-- Extract --
----

This project uses a Jetson AGX Orin to run multiple models together as a storytelling agent. I used this for a hackathon that was run by OpenAI for utilizing their model.
The major elements to this are:
- Seeed's MIDI Synthesizer device is used as the remote over serial. Two buttons are used for control: one to start and stop the audio input state and the other to exit the story early. Additionally the story itself has cues added to trigger various predetermined repeating sounds based on the tone for the story (ie action elements or mystery).
- USB microphone for recording during the initial story setup
- Faster whisper for translating the audio captured to text for model prompting
- A projector for displaying the story and playing the audio.
- Jetson Orin AGX for running the various models.
- ComfyUI and SDXL (with HyperSD Lora) for creating visuals
- Piper TTS for generating wavs to play for the audio components
- OpenAI's opt-gss-storyteller for creating the story from the prompt
I struggled to come up with a good use for the oss-gpt-20b that would make it stand out in a hackathon. At its core it's just another LLM and while it is pretty powerful I felt just utilizing it as a simple local chat bot wouldn't be enough to make my entry stand out.
My children love stories and over the years we've collected several devices where you have an image disk and project out some frame of a story. Additionally years ago Google Home had a feature where it would read along and play audio cues for Golden Book stories but they killed it. I thought I would combine the two to create an interactive storytelling experience where my children could shape the direction of the storyteller.
πΆ Seeed MIDI SynthesizerOne of the first struggles I came to when building this was to have some mechanism to trigger the microphone on the device. I've used wake words for previous projects like Infinite Sands but noticed without careful calibration it can cut you off too early or just keep recording long after you've attempted to go silent to indicate you're done talking (especially a problem with kids making a lot of noise in the background). Then it hit me, instead of trying to layer background noises with the text being spoken I could use my MIDI Synthesizer as a local audio player for sound effects and also rely on its existing buttons for triggering behavior.
The MIDI Synthesizer is a handheld device with a built-in speaker, an ESP32C3 and has 4 buttons. Additionally given it's USB is connected to the ESP32C3 you can use it for serial communication with a host device.
You can see from the schematic of the device there are four available buttons that are connected on D0, D1, D2, and D3.
The device communicates to the SAM2695 MIDI IC using the TX pin on the Xiao ESP32C3 / over serial but luckily USB serial can be done in tandem for this board allowing you to still communicate.

----

-- Required actions --
1. Can you rewrite the paragraph beginning "My children love stories" from the storytelling project write-up as a short bulleted list that keeps its main facts?
2. Which hardware devices appear in the bulleted list of major elements in the storytelling project write-up?
3. Could you resume the write-up on the Jetson storytelling project after its final sentence?

Free-text object descriptions
----

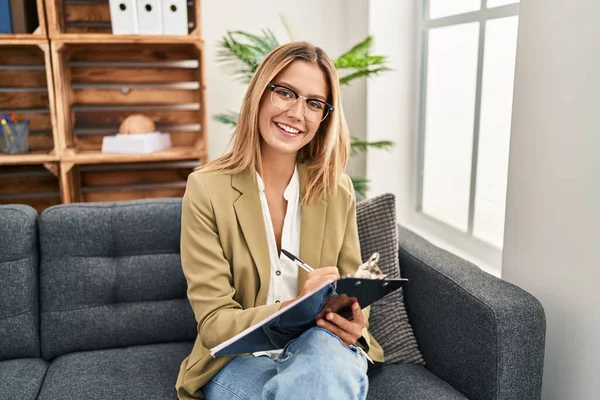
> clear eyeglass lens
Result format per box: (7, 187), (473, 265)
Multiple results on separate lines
(271, 87), (329, 122)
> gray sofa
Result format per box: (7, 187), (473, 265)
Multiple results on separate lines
(0, 199), (545, 400)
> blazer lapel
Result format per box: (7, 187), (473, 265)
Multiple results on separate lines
(298, 168), (327, 294)
(231, 172), (271, 305)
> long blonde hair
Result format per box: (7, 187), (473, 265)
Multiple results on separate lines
(200, 42), (350, 203)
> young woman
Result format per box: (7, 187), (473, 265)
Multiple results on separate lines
(176, 42), (383, 400)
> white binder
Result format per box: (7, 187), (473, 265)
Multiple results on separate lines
(109, 0), (138, 35)
(137, 0), (163, 35)
(162, 0), (188, 35)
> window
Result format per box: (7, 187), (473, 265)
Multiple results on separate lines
(415, 0), (519, 267)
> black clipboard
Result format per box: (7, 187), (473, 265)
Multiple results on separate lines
(210, 277), (408, 357)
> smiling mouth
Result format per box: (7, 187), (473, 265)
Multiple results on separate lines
(275, 122), (302, 135)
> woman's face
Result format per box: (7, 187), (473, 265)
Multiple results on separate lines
(258, 61), (328, 158)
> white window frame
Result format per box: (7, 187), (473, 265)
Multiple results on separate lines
(410, 0), (519, 271)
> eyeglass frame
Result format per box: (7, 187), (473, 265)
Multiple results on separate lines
(268, 83), (335, 122)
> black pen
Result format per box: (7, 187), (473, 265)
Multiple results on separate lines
(281, 249), (315, 272)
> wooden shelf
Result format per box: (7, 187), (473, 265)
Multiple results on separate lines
(0, 152), (58, 166)
(0, 0), (207, 212)
(46, 0), (202, 37)
(61, 147), (200, 165)
(0, 33), (48, 46)
(0, 0), (48, 40)
(52, 33), (202, 44)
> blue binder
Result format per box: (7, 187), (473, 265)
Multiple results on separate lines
(0, 0), (12, 33)
(210, 278), (408, 357)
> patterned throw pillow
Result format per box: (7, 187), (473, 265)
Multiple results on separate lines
(356, 193), (425, 365)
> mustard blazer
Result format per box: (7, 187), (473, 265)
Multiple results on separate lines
(176, 165), (383, 399)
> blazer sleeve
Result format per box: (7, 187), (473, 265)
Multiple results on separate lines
(338, 175), (371, 351)
(181, 173), (281, 349)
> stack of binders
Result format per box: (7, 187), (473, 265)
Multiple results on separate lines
(109, 0), (188, 35)
(0, 0), (39, 33)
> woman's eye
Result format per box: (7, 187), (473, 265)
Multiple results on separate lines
(308, 100), (323, 110)
(277, 89), (293, 99)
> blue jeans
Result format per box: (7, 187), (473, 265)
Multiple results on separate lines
(202, 327), (369, 400)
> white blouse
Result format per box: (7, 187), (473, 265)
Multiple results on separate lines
(254, 167), (302, 358)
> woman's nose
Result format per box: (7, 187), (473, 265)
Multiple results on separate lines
(287, 99), (304, 120)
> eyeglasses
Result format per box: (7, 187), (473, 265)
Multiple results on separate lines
(269, 83), (333, 122)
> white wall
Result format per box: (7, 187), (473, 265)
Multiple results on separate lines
(502, 0), (600, 400)
(202, 0), (368, 175)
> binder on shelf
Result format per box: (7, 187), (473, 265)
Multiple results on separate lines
(162, 0), (188, 36)
(109, 0), (138, 35)
(0, 0), (13, 33)
(137, 0), (163, 35)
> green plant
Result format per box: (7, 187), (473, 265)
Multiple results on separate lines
(213, 28), (394, 196)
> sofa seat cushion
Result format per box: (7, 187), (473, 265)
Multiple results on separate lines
(38, 342), (192, 400)
(0, 358), (48, 400)
(367, 364), (466, 400)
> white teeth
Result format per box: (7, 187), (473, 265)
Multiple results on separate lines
(276, 122), (300, 134)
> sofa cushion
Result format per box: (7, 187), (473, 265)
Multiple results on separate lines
(0, 205), (40, 360)
(0, 358), (48, 400)
(356, 193), (425, 364)
(38, 342), (192, 400)
(40, 199), (197, 359)
(367, 364), (466, 400)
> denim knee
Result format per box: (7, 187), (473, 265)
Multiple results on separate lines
(281, 327), (367, 377)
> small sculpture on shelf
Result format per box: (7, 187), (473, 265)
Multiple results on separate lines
(119, 114), (156, 134)
(354, 253), (386, 279)
(102, 114), (171, 154)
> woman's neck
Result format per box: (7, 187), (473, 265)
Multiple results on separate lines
(260, 148), (296, 193)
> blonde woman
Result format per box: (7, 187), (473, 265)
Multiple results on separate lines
(176, 42), (383, 400)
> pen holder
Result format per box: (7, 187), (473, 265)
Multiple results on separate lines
(0, 122), (29, 153)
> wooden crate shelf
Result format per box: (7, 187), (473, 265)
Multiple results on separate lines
(0, 163), (62, 212)
(0, 152), (58, 167)
(0, 0), (48, 39)
(52, 40), (206, 162)
(46, 0), (201, 41)
(0, 39), (60, 166)
(66, 160), (200, 202)
(0, 0), (207, 212)
(61, 147), (200, 165)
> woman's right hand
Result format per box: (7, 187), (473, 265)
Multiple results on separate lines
(281, 267), (340, 308)
(300, 267), (340, 296)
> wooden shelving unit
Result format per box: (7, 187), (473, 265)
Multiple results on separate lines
(0, 0), (48, 43)
(0, 0), (207, 209)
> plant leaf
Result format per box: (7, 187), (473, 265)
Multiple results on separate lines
(340, 67), (390, 85)
(350, 176), (369, 198)
(350, 136), (394, 155)
(217, 29), (279, 83)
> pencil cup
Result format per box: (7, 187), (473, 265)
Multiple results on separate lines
(0, 122), (29, 153)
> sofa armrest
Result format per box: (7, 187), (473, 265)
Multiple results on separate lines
(398, 227), (546, 400)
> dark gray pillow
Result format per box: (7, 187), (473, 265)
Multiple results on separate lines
(356, 193), (425, 365)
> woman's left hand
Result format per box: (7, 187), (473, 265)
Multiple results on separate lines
(317, 301), (367, 346)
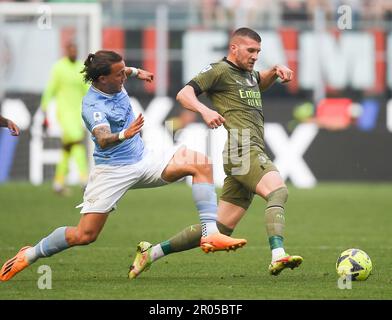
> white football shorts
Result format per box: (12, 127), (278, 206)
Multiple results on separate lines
(76, 145), (184, 214)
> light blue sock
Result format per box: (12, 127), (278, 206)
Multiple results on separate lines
(192, 183), (219, 237)
(26, 227), (70, 263)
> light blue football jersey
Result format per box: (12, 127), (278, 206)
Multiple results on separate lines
(82, 86), (144, 165)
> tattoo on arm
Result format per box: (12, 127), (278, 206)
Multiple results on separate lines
(0, 116), (8, 127)
(93, 126), (120, 149)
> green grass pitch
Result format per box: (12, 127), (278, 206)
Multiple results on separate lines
(0, 183), (392, 300)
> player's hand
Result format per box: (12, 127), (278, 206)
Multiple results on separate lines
(201, 109), (226, 129)
(275, 65), (294, 83)
(7, 120), (20, 136)
(136, 69), (154, 82)
(124, 114), (144, 139)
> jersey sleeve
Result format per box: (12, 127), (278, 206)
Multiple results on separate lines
(188, 64), (222, 95)
(82, 102), (110, 133)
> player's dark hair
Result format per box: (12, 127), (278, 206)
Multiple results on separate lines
(231, 28), (261, 42)
(81, 50), (123, 82)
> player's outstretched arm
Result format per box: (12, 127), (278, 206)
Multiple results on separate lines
(93, 114), (144, 149)
(259, 65), (294, 91)
(125, 67), (154, 82)
(176, 85), (225, 129)
(0, 116), (20, 136)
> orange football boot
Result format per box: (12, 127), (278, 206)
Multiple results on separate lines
(200, 232), (246, 253)
(0, 246), (31, 281)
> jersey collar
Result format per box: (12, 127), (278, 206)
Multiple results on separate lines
(222, 57), (246, 71)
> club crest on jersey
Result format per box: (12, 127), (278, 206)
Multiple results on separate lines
(200, 64), (212, 73)
(94, 112), (102, 122)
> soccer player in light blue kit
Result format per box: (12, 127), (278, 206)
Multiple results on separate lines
(0, 50), (246, 281)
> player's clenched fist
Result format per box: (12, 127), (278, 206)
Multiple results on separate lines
(118, 114), (144, 141)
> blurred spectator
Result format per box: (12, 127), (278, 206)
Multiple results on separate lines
(41, 43), (89, 195)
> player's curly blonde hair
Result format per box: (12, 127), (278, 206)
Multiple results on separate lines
(81, 50), (123, 82)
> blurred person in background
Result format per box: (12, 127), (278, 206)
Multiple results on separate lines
(0, 116), (20, 136)
(41, 42), (88, 195)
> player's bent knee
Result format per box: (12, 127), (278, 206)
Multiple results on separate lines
(76, 232), (98, 246)
(267, 186), (289, 207)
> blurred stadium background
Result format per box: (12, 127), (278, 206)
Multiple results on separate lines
(0, 0), (392, 188)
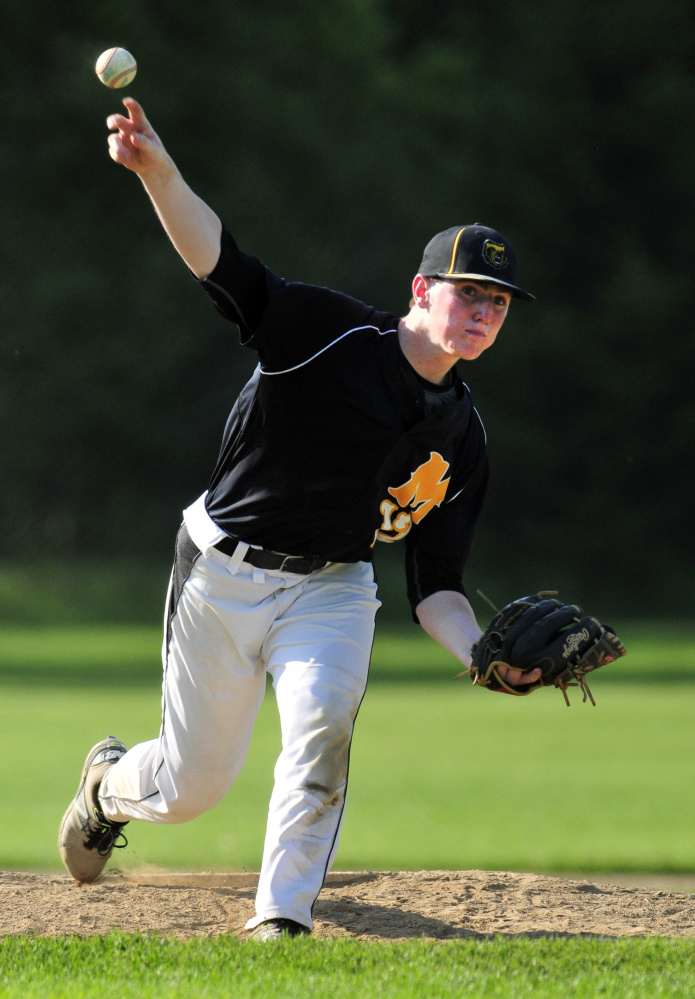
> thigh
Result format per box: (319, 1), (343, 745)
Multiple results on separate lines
(162, 536), (276, 777)
(263, 562), (381, 683)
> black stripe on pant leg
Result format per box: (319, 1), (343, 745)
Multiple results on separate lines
(165, 524), (201, 662)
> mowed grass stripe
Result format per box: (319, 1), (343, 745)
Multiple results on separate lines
(0, 621), (695, 688)
(0, 934), (695, 999)
(0, 680), (695, 873)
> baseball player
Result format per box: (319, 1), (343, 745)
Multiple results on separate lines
(59, 98), (540, 940)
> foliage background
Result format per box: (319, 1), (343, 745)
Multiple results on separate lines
(0, 0), (695, 618)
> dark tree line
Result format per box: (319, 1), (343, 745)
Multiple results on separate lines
(0, 0), (695, 613)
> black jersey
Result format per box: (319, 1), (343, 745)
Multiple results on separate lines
(196, 230), (487, 607)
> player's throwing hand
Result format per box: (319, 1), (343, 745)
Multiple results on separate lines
(106, 97), (174, 174)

----

-- Expected results --
1.
- The children love stories, and the family has collected several devices that project frames of a story from an image disk.
- Years ago, Google Home had a feature that read Golden Book stories aloud with audio cues, but it was discontinued.
- The idea was to combine the two into an interactive storytelling experience where the children could shape the storyteller's direction.

2.
- Seeed's MIDI Synthesizer device
- USB microphone
- Projector
- Jetson Orin AGX

3.
I used platform.io to flash the device with my code. In my repository you can see the code for the wand under the StorytellerWand directory.
Once that's setup you can experiment with pyserial to confirm everything is working as intended. I included a demo script that can be run for this very purpose. The demo script goes through the start and end recording chimes, each mood and then listens for button presses. I used this during my development to confirm everything was ready for my actual storyteller script.
π₯· Further preparationOnce you have the Jetson Orin AGX setup with Jetpack you'll likely need to ensure you have an NVMe attached as otherwise you'll run out of room very quickly downloading various models for machine learning. I set mine up as `/mnt/nvme` with a workspace under that `/mnt/nvme/workspace`. If you are following along to do something similar but use a different directory you may need to modify my script.
The setup process here assumes the files will be placed directly in the workspace directory and ComfyUI is setup in the folder under it.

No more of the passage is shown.